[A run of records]
'''

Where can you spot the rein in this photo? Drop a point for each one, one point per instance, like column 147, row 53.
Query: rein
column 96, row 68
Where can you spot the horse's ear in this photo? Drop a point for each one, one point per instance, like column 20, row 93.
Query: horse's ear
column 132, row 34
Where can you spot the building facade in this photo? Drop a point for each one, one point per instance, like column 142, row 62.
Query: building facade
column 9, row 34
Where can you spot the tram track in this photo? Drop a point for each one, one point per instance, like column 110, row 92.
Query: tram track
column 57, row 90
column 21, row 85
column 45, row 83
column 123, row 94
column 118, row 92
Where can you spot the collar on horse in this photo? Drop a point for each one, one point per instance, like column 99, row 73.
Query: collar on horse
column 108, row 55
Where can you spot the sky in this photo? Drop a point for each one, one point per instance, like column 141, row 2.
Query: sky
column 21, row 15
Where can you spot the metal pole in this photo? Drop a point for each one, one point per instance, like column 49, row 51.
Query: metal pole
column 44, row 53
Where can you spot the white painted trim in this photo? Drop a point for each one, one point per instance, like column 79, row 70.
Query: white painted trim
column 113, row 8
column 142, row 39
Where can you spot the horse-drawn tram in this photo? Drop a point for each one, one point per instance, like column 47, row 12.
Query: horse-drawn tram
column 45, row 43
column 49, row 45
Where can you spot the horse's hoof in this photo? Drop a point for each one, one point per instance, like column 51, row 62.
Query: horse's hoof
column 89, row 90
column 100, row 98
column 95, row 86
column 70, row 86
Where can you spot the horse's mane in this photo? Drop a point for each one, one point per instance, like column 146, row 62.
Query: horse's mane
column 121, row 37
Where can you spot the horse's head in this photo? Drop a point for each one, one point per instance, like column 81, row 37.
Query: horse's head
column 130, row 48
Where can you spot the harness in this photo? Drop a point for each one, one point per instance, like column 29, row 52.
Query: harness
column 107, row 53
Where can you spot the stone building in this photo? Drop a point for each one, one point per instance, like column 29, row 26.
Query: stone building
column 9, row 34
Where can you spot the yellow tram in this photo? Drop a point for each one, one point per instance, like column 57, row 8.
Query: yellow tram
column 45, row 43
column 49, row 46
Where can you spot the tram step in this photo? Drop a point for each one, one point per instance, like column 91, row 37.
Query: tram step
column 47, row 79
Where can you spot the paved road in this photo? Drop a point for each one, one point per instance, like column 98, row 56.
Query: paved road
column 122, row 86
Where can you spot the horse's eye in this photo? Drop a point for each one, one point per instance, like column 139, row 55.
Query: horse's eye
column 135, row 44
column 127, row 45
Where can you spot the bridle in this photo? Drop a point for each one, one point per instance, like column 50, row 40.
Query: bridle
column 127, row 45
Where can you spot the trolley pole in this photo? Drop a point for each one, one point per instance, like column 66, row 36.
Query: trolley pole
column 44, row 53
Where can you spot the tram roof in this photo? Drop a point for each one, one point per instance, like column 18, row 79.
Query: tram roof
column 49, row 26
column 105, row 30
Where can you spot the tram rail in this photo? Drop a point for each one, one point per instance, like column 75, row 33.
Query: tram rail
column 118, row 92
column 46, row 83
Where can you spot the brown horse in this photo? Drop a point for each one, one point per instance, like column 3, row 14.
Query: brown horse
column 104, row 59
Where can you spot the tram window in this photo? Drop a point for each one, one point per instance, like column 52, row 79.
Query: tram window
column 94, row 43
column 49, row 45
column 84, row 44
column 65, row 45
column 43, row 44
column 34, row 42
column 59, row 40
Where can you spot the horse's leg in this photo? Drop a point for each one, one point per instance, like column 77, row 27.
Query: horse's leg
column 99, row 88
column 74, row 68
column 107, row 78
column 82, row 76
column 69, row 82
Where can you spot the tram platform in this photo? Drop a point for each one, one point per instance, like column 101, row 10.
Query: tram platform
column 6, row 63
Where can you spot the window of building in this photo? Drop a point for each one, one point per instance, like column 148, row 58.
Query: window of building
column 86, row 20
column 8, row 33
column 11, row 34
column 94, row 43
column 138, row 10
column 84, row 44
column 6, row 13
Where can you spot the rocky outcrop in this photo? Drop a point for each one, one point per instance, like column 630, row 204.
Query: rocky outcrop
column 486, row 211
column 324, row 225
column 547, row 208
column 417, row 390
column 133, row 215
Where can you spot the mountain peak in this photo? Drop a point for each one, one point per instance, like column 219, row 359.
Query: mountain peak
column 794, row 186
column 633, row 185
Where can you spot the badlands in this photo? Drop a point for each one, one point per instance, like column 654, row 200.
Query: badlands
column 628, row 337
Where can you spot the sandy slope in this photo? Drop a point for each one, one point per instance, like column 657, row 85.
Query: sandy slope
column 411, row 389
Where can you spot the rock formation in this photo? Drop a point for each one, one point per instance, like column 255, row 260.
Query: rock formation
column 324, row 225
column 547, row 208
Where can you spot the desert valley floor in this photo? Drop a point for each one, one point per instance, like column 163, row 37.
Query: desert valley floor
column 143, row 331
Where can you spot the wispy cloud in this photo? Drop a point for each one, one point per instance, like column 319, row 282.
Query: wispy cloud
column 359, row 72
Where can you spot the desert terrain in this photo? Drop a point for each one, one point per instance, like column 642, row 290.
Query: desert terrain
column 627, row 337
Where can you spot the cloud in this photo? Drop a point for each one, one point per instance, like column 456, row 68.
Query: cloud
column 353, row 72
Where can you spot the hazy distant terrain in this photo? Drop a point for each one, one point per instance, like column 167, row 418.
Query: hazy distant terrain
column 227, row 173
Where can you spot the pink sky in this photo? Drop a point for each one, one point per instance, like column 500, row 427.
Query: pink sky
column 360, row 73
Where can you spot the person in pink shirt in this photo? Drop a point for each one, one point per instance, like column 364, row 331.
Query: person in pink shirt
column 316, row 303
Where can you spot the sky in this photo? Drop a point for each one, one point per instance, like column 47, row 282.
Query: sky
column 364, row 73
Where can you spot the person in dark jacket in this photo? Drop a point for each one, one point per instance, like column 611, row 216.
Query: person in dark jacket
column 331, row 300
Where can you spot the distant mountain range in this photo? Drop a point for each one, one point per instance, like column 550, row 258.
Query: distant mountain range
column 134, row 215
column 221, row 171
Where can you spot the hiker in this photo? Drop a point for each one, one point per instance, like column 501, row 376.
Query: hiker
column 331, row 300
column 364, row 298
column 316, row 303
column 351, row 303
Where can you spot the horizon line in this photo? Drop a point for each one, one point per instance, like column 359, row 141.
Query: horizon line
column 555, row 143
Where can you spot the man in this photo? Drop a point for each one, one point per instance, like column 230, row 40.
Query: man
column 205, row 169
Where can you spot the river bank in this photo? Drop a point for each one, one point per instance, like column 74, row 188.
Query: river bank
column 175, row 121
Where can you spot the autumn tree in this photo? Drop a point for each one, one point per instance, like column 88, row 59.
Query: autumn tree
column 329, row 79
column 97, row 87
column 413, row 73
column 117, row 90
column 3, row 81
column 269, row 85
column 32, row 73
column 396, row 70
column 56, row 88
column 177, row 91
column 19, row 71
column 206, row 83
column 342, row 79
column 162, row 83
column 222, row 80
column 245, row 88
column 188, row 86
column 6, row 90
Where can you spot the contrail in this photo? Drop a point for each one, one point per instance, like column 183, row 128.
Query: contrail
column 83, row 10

'''

(What the exercise asks): Repeat the records word for word, from the line with "Where can you spot the horse's leg" up to and including the line with "column 628, row 337".

(Answer to this problem):
Where can you spot the horse's leg in this photo? Drop a point for each one, one point per instance, like column 77, row 27.
Query: horse's leg
column 99, row 88
column 74, row 68
column 107, row 78
column 82, row 76
column 69, row 82
Where can you spot the tram platform in this photo? Drop a point for each one, one point per instance, like column 101, row 10.
Query: tram platform
column 6, row 63
Where can you spot the window of building in this photo? Drop a point for each one, one point per instance, like column 148, row 58.
Query: window of building
column 86, row 20
column 8, row 33
column 11, row 34
column 94, row 43
column 138, row 10
column 84, row 44
column 6, row 13
Where can you spot the rocky outcrop in this photo? Drop a point for each one, one point per instance, like column 630, row 204.
Query: rocky outcrop
column 486, row 211
column 324, row 225
column 547, row 208
column 417, row 390
column 133, row 215
Where can you spot the mountain peak in this photo? Drop a point for each one, one point per instance, like column 219, row 359.
Query: mountain peak
column 794, row 186
column 633, row 185
Where can you spot the badlands in this photo? Drop a point for each one, one point per instance, like column 654, row 200.
Query: badlands
column 628, row 337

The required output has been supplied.